[Records excerpted from a collection]
╭──

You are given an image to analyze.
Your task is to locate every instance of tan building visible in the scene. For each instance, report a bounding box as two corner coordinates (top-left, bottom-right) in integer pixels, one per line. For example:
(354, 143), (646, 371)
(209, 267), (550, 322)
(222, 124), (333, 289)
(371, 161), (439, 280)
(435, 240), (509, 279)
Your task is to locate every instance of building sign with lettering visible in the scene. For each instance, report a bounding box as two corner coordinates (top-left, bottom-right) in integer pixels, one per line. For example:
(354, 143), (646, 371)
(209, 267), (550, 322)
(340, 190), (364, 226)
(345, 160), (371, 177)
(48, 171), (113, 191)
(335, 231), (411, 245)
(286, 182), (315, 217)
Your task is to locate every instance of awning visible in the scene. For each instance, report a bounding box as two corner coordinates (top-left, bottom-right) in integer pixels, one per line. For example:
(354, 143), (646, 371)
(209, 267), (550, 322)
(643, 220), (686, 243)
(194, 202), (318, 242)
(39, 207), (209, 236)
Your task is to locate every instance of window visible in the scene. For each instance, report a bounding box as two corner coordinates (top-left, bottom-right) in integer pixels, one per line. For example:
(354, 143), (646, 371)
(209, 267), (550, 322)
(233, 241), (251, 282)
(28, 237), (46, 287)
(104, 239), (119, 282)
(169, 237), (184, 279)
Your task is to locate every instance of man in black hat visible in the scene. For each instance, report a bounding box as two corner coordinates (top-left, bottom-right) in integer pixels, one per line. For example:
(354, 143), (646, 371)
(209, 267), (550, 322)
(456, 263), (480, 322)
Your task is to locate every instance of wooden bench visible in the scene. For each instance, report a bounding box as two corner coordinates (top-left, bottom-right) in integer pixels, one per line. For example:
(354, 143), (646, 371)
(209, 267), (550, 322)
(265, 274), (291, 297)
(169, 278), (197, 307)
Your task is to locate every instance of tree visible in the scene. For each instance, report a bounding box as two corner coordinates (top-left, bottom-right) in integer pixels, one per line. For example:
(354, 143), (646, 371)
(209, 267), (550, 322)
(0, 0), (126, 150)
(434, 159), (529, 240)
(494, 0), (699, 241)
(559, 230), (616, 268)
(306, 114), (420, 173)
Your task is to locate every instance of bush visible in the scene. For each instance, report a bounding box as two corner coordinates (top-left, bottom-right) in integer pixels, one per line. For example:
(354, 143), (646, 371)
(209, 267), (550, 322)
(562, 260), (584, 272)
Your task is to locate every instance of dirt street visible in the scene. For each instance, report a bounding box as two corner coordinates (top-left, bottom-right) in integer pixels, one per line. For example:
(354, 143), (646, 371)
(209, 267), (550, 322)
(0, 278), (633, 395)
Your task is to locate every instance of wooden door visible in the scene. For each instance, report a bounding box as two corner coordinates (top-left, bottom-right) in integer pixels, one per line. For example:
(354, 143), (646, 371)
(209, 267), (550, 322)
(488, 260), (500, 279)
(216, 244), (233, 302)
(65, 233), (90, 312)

╰──

TASK DETAILS
Please render the listing above as a numbered list, leaving out any blank lines.

SOLUTION
1. You are given an image to analyze.
2. Your task is to locate every instance of tan building visible in the scene. For each instance, report a bounding box as two corner coordinates (top-left, bottom-right) in integer pixels, one per line. For example:
3. (354, 143), (646, 371)
4. (209, 267), (550, 322)
5. (222, 124), (333, 289)
6. (371, 161), (439, 280)
7. (435, 240), (509, 279)
8. Your task is to locate every instance of building sign with lettering visible in the scene. For each instance, report a bounding box as two corner coordinates (top-left, bottom-right) in integer pixels, one per line. For example:
9. (354, 143), (646, 371)
10. (209, 267), (550, 322)
11. (340, 190), (364, 226)
12. (345, 160), (371, 177)
13. (48, 171), (113, 191)
14. (335, 231), (411, 245)
15. (286, 182), (315, 217)
16. Your task is to locate every instance of awning visible in the scene. For each instance, report a bounding box as two corner coordinates (top-left, bottom-right) in integer pixels, one per line. For example:
17. (354, 143), (646, 371)
18. (209, 267), (550, 322)
19. (643, 220), (686, 243)
20. (194, 202), (318, 242)
21. (39, 207), (209, 236)
22. Your task is to locate every instance of window visible in the scene. For each instance, report a bounding box as two corner coordinates (top-left, bottom-right) in integer pixels, one per line. For example:
23. (354, 143), (646, 371)
24. (209, 267), (550, 322)
25. (233, 241), (251, 282)
26. (28, 237), (46, 287)
27. (104, 239), (119, 282)
28. (169, 237), (184, 279)
29. Your task is to locate every instance of man in black hat visible in the scene. For each instance, report a bounding box as two corner coordinates (top-left, bottom-right) in integer pixels, one per line. For example:
30. (354, 143), (646, 371)
31. (209, 267), (550, 322)
32. (456, 263), (480, 322)
33. Your task is to locate every instance of wooden bench visible in the scene. For each instance, report a bounding box as two corner coordinates (top-left, bottom-right) in integer pixels, one per line. For example:
34. (354, 143), (646, 371)
35. (209, 267), (550, 322)
36. (265, 274), (291, 297)
37. (169, 278), (197, 307)
38. Your task is to locate every instance of tree visible in the scene. For each instance, report a bounding box as two corner coordinates (top-left, bottom-right) in integer pixels, one per line. For example:
39. (354, 143), (646, 371)
40. (209, 267), (550, 322)
41. (0, 0), (126, 150)
42. (434, 159), (529, 240)
43. (494, 0), (699, 241)
44. (559, 230), (616, 268)
45. (306, 114), (420, 173)
46. Your task is to locate every instance of bush visible in the scene. For each instance, report a bounding box as two corner coordinates (top-left, bottom-right) in integer pixels, one per line. For example:
47. (354, 143), (646, 371)
48. (209, 267), (550, 322)
49. (562, 260), (584, 272)
50. Your task is to locate every instance of dirt street visible in the scene. For each instance, report a bounding box as two corner coordinates (top-left, bottom-right) in integer pixels, one per line. For example:
51. (354, 143), (646, 371)
52. (209, 267), (550, 322)
53. (0, 278), (633, 395)
54. Your task is to locate every instance of wooden door visible in the scene. For each instance, report a bounding box as two corner coordinates (top-left, bottom-right) in integer pixels, one per line. For example:
55. (354, 143), (646, 371)
56. (209, 267), (550, 322)
57. (488, 260), (500, 279)
58. (216, 244), (233, 302)
59. (65, 233), (90, 312)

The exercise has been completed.